Light at the end of the tunnel
There is hope.
This year, we have been put through challenges month after month. At times, the light at the end of the tunnel was hidden from view. However, it is not anymore. Two COVID–19 vaccines are going through the Food and Drug Administration’s approval to finally be administered to patients.
This is definitely a game–changer. I know I’m not alone in being hopeful that all of this is turning around. Not too long ago, it seemed like we would never get to a point where wearing a mask was our only concern, but maybe it is not a far fetched idea after all. For now, however, it is time to meet the two companies who have delivered to the world what it needs the most.
Moderna and Pfizer, have developed mRNA vaccines to combat COVID–19. Moderna, a biotechnology company based in Massachusetts, partnered with the National Institutes of Health for their mRNA–1273 vaccine. It has a 94.1% success rate after the second dose is administered.
_ _ _ _ _ _ _
= Questions on the material =
(1) According to the vaccine article, where is Moderna based?
(2) Translate this sentence from the vaccine article into Spanish: "Two COVID–19 vaccines are going through the Food and Drug Administration’s approval to finally be administered to patients."
_ _ _ _ _ _ _
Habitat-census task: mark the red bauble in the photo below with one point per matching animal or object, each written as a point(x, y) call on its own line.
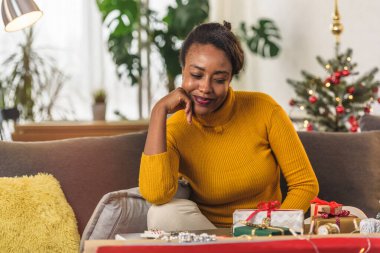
point(313, 99)
point(345, 72)
point(354, 128)
point(339, 109)
point(351, 90)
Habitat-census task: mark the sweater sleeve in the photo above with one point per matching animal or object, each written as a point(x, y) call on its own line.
point(293, 161)
point(158, 178)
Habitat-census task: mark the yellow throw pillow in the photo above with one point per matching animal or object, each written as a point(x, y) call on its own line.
point(35, 216)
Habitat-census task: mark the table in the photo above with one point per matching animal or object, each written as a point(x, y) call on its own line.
point(56, 130)
point(345, 243)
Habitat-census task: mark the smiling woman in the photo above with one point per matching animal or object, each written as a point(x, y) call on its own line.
point(230, 146)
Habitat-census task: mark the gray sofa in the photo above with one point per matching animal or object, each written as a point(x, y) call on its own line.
point(347, 166)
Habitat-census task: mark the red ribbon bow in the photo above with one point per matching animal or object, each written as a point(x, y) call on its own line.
point(332, 204)
point(268, 206)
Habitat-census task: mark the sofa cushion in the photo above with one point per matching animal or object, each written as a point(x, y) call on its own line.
point(347, 166)
point(369, 122)
point(87, 168)
point(35, 216)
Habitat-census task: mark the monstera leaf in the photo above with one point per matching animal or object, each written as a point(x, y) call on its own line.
point(262, 39)
point(122, 19)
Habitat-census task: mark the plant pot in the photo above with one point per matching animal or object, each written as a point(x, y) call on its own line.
point(99, 111)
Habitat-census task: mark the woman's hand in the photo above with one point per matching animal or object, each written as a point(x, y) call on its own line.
point(175, 101)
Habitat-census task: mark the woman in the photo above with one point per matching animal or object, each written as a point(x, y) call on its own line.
point(230, 146)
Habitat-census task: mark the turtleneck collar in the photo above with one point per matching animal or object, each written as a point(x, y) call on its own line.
point(220, 117)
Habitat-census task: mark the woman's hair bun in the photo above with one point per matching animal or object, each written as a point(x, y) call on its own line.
point(227, 25)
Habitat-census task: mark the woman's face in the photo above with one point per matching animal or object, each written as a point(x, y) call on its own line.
point(206, 77)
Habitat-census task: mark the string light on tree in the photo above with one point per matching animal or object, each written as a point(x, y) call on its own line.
point(337, 100)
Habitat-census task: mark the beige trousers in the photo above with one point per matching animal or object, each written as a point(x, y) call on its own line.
point(177, 215)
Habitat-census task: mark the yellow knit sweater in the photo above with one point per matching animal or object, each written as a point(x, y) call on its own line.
point(232, 159)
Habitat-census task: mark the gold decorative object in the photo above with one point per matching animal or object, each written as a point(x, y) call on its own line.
point(336, 27)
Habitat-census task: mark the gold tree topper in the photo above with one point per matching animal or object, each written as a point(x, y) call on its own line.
point(336, 27)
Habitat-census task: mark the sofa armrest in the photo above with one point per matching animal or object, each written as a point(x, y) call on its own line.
point(117, 212)
point(122, 212)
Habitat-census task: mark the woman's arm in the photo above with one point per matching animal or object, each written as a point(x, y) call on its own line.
point(292, 158)
point(156, 139)
point(158, 178)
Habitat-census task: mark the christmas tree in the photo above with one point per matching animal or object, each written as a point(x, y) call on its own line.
point(336, 101)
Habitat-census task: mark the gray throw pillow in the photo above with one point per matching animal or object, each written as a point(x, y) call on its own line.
point(369, 123)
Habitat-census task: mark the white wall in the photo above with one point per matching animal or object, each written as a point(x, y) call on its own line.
point(304, 26)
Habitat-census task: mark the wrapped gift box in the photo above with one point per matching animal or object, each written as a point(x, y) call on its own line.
point(257, 231)
point(346, 224)
point(318, 206)
point(289, 218)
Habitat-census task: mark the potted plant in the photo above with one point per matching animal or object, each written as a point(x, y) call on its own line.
point(128, 40)
point(30, 81)
point(99, 105)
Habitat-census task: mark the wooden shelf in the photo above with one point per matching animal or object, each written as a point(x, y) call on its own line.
point(56, 130)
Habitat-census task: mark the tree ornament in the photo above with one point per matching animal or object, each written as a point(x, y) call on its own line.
point(345, 72)
point(351, 90)
point(339, 109)
point(313, 99)
point(354, 129)
point(337, 74)
point(335, 80)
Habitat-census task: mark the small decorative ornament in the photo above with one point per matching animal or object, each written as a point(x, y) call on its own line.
point(186, 237)
point(354, 129)
point(370, 225)
point(351, 90)
point(309, 127)
point(313, 99)
point(337, 74)
point(154, 234)
point(345, 72)
point(328, 228)
point(340, 109)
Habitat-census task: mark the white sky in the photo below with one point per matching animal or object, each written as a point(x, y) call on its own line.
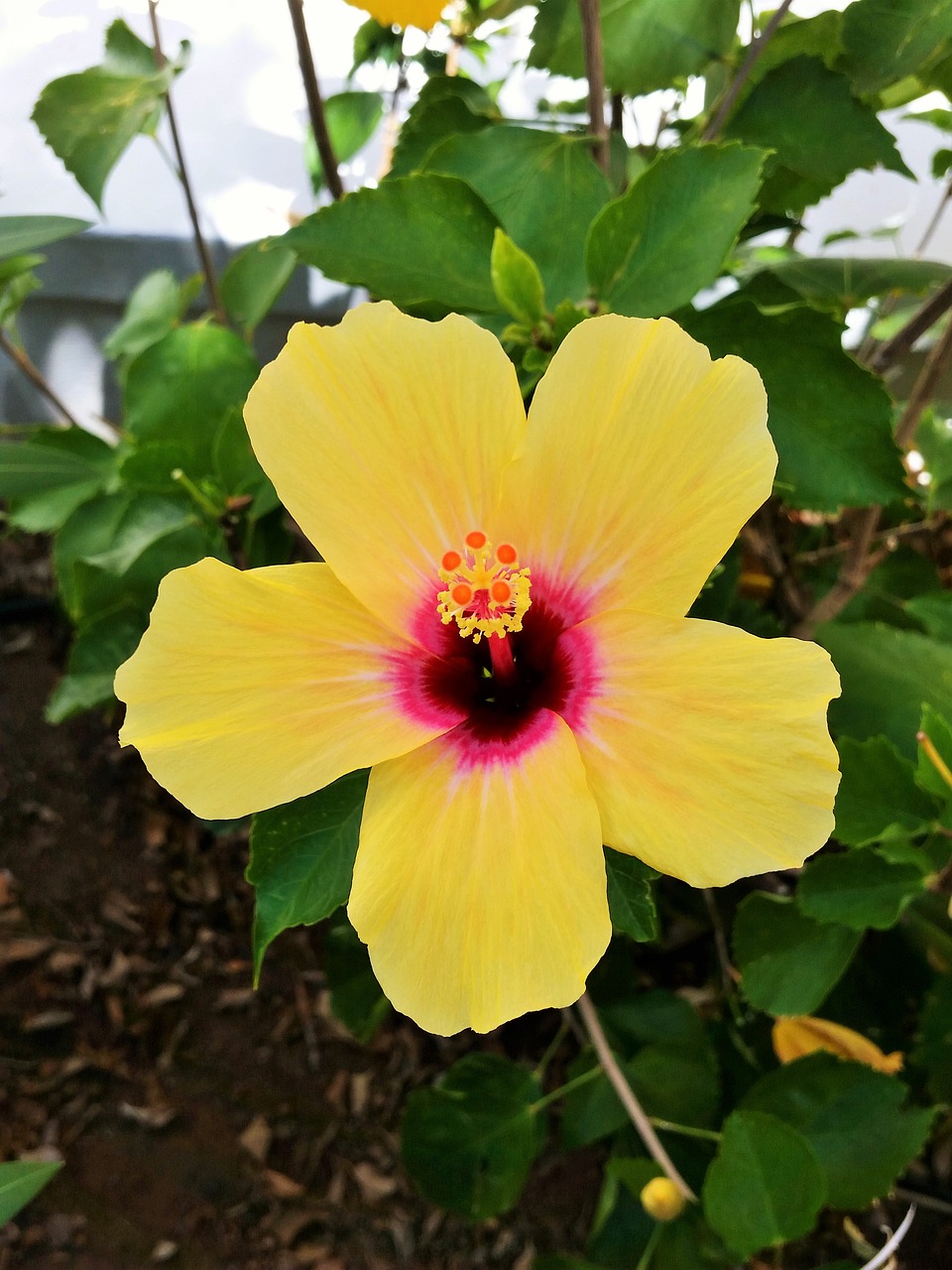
point(241, 112)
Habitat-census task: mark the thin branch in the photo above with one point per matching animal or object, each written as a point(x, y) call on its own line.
point(733, 90)
point(595, 75)
point(924, 389)
point(856, 570)
point(896, 531)
point(927, 316)
point(19, 357)
point(860, 563)
point(626, 1096)
point(315, 102)
point(887, 1251)
point(204, 255)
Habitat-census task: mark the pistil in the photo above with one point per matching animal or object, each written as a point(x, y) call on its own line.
point(500, 652)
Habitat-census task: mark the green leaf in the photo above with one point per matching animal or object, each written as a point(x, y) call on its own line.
point(851, 281)
point(934, 611)
point(151, 312)
point(829, 418)
point(887, 675)
point(49, 476)
point(647, 44)
point(888, 40)
point(302, 858)
point(19, 1182)
point(352, 119)
point(17, 282)
point(788, 962)
point(55, 458)
point(100, 645)
point(878, 793)
point(363, 240)
point(468, 1142)
point(447, 105)
point(543, 187)
point(630, 898)
point(356, 997)
point(21, 234)
point(766, 1185)
point(116, 549)
point(517, 281)
point(87, 119)
point(653, 249)
point(810, 158)
point(180, 389)
point(858, 889)
point(853, 1119)
point(254, 280)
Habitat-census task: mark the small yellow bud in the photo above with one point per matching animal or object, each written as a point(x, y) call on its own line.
point(661, 1199)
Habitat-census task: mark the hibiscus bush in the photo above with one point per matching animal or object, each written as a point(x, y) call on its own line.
point(520, 708)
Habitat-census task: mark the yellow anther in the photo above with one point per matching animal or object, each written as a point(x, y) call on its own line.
point(486, 592)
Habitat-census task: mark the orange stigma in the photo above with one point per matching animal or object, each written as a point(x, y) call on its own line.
point(486, 592)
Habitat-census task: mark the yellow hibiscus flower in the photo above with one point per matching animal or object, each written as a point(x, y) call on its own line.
point(403, 13)
point(498, 631)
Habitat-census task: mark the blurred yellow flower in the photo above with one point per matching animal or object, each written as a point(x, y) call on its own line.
point(499, 633)
point(797, 1035)
point(403, 13)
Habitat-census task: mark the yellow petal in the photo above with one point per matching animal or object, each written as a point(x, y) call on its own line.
point(643, 460)
point(253, 689)
point(802, 1034)
point(707, 749)
point(480, 883)
point(386, 437)
point(403, 13)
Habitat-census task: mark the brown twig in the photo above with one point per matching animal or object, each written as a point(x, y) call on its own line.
point(315, 102)
point(860, 562)
point(204, 255)
point(19, 358)
point(595, 75)
point(925, 316)
point(733, 91)
point(761, 538)
point(897, 531)
point(626, 1095)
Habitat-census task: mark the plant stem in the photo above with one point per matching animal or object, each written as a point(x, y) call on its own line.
point(733, 91)
point(19, 358)
point(648, 1255)
point(685, 1130)
point(551, 1051)
point(585, 1079)
point(595, 75)
point(626, 1096)
point(204, 255)
point(860, 563)
point(918, 324)
point(315, 102)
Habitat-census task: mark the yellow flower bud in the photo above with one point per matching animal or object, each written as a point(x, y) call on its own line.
point(661, 1199)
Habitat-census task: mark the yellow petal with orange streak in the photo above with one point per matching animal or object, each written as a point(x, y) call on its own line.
point(386, 440)
point(643, 460)
point(707, 749)
point(480, 884)
point(403, 13)
point(797, 1035)
point(253, 689)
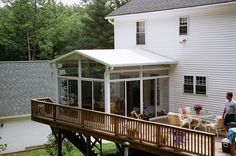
_ _ _ _ _ _ _
= Answers by item number =
(1) Massachusetts

(2) Dos vacunas contra la COVID–19 están pasando por el proceso de aprobación de la Administración de Alimentos y Medicamentos para, por fin, administrarse a los pacientes.